Task requirements >>
a) List every way the organ donation report gives for registering a decision on the Australian Organ Donor Register.
b) Answer these questions from the organ donation report:
(i) How many people gathered to watch the stage play?
(ii) Who wrote the stage play?
(iii) How many deceased donors did NSW have in 2015?
c) In the organ donation report, swap "Sydney" for "Melbourne" and write out the passage starting at "Over 400 people" and ending at "Migrant Resource Centre.".

Text segment below:

Over 400 people from the Indian community in Sydney gathered together on March 12th to watch an outstanding stage play about love, loss and life. This community led initiative was written and produced by members of the Indian-Australian community.

The production ‘Life Changes’ was presented by the NSW Indian Welfare Association as part of its activities in support of the cause ‘Jeevan Dhan’ (Donate Life). The event was conducted with funding from the Organ and Tissue Donation Service (OTDS) and the Community Migrant Resource Centre.

MHCS played a major part in promoting ‘Life Changes’ to media, health and community networks in support of the Organ and Tissue Donation Multicultural Campaign.

The stage play written by Kalpana Kashyap was aimed at raising awareness about organ and tissue donation amongst the Indian speaking communities in NSW. Organ and tissue donation saves and transforms lives – one donor can save up to 10 lives and improve the lives of many more. The story showcased just how organ and tissue donation can touch so many live in numerous ways.

It was a night of drama and education with speeches from health professionals and personal accounts from families touched by organ and tissue donation. Dr Deepak Bhonagiri, Intensive Care Specialist, Liverpool Hospital enlightened the audience about how the importance of organ and tissue donations by showcasing how hospitals cope with the procedures.

One of the highlights of the evening was a video presentation about the extraordinary story of 7 year old boy Deeyan Udani, who became the youngest donor of multiple organs. He was visiting India with his family when he died in a Mumbai hospital after suffering from a brain clot. Despite the tragedy, Deeyan gave a new lease of life to four critically ill patients, three of whom are minors.

Australia is a world leader in successful transplant outcomes but there are about 1600 on waiting list at any time. The NSW 2015 organ donation outcome of 127 deceased donors was the state’s highest ever number of organ donors. In 2015, there were 379 organs transplanted in NSW, with over 350 transplant recipients.


‘Life Changes’ used the power of visual arts to relay the key message to the audience that night to start having conversations with their families and make informed choices and consider becoming organ and tissue donors – to save lives. The people cheered, they cried and also laughed, but overall they were touched by the wonderful portrayal of the talented cast that delivered such a powerful story on stage.

 All the audience members filled in a survey to provide feedback on Deevan Jhan initiative. MHCS is analyzing the results of the survey to be available in the next edition of Polyglot.

 There are 3 ways to register your decision regarding organ donation on the Australian Organ Donor Register:

  • To register online visit
  • call 1800 777 203
  • fill out a form at any Medicare office

Local GPs may also have registration forms. Only people aged 16 years or older can register their organ donation decision on the register.

 If a person has previously registered their decision by ticking a box on their driver’s licence renewal, it is important they also register on the Australian Organ Donor Register, as it is the only national register and details can be linked to their Medicare number.

End of Text segment.
Dataset excerpts below:

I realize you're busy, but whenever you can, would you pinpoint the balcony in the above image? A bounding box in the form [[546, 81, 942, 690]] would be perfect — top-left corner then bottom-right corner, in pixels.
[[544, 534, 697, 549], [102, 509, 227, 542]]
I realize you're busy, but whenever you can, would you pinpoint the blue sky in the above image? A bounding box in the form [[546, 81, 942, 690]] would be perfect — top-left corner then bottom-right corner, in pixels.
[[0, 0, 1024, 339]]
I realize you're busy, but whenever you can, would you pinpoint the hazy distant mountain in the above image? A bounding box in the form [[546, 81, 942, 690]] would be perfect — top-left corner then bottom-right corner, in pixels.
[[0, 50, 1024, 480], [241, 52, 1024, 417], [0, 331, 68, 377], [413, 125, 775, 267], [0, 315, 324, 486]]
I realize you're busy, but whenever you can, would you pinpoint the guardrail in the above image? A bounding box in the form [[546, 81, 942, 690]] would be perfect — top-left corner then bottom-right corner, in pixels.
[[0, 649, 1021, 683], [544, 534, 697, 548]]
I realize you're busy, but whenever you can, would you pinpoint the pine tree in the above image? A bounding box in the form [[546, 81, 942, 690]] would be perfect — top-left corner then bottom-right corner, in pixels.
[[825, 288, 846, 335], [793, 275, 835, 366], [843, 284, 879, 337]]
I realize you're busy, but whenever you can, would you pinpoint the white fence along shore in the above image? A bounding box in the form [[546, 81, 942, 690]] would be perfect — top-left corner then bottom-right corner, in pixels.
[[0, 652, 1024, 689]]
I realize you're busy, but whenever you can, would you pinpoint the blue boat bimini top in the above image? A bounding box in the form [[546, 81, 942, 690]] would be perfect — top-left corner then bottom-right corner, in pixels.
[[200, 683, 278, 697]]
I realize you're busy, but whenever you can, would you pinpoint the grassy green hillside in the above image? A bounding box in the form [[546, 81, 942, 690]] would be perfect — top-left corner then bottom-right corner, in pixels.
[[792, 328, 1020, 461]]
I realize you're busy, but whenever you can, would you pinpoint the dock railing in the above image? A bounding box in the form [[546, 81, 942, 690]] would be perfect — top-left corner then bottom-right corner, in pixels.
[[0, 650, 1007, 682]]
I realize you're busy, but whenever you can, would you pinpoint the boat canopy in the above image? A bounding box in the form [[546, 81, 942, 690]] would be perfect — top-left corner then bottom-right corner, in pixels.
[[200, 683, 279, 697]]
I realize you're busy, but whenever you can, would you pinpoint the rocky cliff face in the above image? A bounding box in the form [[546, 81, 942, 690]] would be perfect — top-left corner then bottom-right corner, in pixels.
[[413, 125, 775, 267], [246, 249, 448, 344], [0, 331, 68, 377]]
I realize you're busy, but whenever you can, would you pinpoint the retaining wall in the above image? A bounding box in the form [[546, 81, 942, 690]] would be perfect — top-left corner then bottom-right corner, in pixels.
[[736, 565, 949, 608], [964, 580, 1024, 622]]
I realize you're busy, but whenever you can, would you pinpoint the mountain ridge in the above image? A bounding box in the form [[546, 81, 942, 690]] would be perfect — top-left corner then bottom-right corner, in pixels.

End of Dataset excerpts.

Solved problems >>
a)
- Register online
- Call 1800 777 203
- Fill out a form at any Medicare office

b)
(i) Over 400
(ii) Kalpana Kashyap
(iii) 127

c)
Over 400 people from the Indian community in Melbourne gathered together on March 12th to watch an outstanding stage play about love, loss and life. This community led initiative was written and produced by members of the Indian-Australian community.

The production ‘Life Changes’ was presented by the NSW Indian Welfare Association as part of its activities in support of the cause ‘Jeevan Dhan’ (Donate Life). The event was conducted with funding from the Organ and Tissue Donation Service (OTDS) and the Community Migrant Resource Centre.